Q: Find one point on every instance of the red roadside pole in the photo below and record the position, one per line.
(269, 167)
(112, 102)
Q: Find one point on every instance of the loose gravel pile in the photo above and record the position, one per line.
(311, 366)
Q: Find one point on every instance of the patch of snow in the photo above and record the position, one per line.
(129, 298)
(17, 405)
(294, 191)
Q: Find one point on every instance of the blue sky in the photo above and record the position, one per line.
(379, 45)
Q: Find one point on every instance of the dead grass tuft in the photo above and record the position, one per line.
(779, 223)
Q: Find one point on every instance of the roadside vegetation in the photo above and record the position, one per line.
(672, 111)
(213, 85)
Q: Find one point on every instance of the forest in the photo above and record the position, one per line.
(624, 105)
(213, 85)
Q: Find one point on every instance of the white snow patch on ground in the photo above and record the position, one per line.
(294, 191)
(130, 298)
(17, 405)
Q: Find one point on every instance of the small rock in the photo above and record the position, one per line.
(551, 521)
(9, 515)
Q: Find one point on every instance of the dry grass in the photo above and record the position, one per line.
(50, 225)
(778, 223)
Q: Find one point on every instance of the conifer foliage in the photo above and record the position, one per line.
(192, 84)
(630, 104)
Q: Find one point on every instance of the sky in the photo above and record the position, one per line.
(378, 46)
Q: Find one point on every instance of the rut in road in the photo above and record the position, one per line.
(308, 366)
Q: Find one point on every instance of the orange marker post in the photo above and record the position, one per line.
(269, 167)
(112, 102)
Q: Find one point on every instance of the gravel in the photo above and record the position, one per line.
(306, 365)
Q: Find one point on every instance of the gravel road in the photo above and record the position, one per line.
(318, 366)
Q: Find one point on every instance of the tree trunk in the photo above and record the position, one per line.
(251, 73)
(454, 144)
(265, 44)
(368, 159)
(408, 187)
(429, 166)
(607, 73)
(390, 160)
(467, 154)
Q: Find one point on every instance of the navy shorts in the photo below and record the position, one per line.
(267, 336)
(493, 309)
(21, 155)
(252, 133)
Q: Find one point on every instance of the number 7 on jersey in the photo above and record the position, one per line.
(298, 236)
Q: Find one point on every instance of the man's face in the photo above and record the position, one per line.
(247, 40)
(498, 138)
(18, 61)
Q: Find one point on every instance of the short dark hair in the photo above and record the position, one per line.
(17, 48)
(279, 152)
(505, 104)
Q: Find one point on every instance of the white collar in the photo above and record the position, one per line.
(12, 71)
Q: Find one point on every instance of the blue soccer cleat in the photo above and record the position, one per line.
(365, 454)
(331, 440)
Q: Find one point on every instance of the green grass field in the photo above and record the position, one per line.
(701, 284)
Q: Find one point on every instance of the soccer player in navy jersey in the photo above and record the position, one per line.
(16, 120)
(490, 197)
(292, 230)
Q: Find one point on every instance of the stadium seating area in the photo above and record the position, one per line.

> [Task statement]:
Write out all of the entries above as a numbered list, one line per item, with blank lines left out.

> [Result below]:
1. Q: Find one point on every instance of the red roadside pole in the photo below and record the position, one per line.
2. (269, 167)
3. (112, 102)
4. Q: Find one point on every instance of the loose gravel pile in the photo above and record the position, one per line.
5. (311, 366)
6. Q: Find one point on every instance of the patch of snow in the photo above and record the position, one per line.
7. (129, 298)
8. (17, 405)
9. (294, 191)
10. Q: Find one point on every instance of the blue sky in the photo above and record the position, one per line.
11. (379, 45)
12. Q: Find one point on every instance of the dead grass tuft in the photo above and record the position, one per line.
13. (779, 223)
14. Q: Find one point on every instance of the roadside vegetation in the photo above and record the position, one per line.
15. (672, 111)
16. (213, 85)
17. Q: Find one point on every instance of the forest in the photo above and record the position, one per line.
18. (624, 105)
19. (213, 85)
20. Q: Find one point on every instance of the white snow patch on ground in the photo above and record the position, one per line.
21. (294, 191)
22. (130, 298)
23. (17, 405)
24. Q: Find one point on every instance of the small rock in the photo above and record the position, one per line.
25. (551, 521)
26. (9, 515)
27. Q: Find one point on every instance of the dry grass in the photo above and record the position, one per line.
28. (50, 225)
29. (778, 223)
30. Q: Find one point on every instance of the conifer foliage in the photo above and record the position, one per line.
31. (192, 84)
32. (630, 104)
33. Q: Find one point on every instance of the sky in the photo above and record the position, one per line.
34. (378, 46)
35. Q: Find one point on every instance of the rut in road in the photo above and record the position, one per line.
36. (308, 366)
37. Q: Find one point on every instance of the orange marker post in the photo above and record the position, one per line.
38. (269, 167)
39. (112, 102)
40. Q: Find one point on every instance of the gravel in the photo above and record the position, one per line.
41. (306, 365)
42. Q: Find one point on every instance of the gravel road in the photo above and record the position, one per line.
43. (318, 366)
44. Q: Find one point on every instance of the tree trunk in the photo above and record the position, one per line.
45. (251, 73)
46. (454, 144)
47. (265, 44)
48. (368, 159)
49. (408, 187)
50. (429, 166)
51. (607, 73)
52. (390, 160)
53. (467, 154)
54. Q: Find one point on every instance of the navy shorts in the photo below and record the position, one per line.
55. (267, 336)
56. (493, 309)
57. (21, 155)
58. (252, 133)
59. Q: Find one point on every instance of the number 7 on jersey in the photo above and record the position, one per line.
60. (298, 236)
61. Q: Find one point on every instance of the man's face in the photo above and record the position, one per line.
62. (247, 40)
63. (498, 138)
64. (18, 61)
65. Q: Find one point on every instance of the short dark hair in the photo above and record the position, one per line.
66. (17, 48)
67. (279, 152)
68. (505, 104)
69. Q: Find one point on every instance of the white collar in the photo above and record the position, one per line.
70. (12, 71)
71. Q: Find one point on every instance of the blue soccer cleat in the photo above and record the position, one per line.
72. (365, 454)
73. (331, 440)
74. Q: Find one point on every instance of the green grass field in the photo above and record the position, one per line.
75. (701, 284)
76. Q: Find one point on every instance of the soccer player in navy jersey in the photo above and record the position, one per line.
77. (16, 120)
78. (490, 197)
79. (292, 230)
80. Q: Find one point on every instance of the stadium seating area in the photo above and record the position, one per line.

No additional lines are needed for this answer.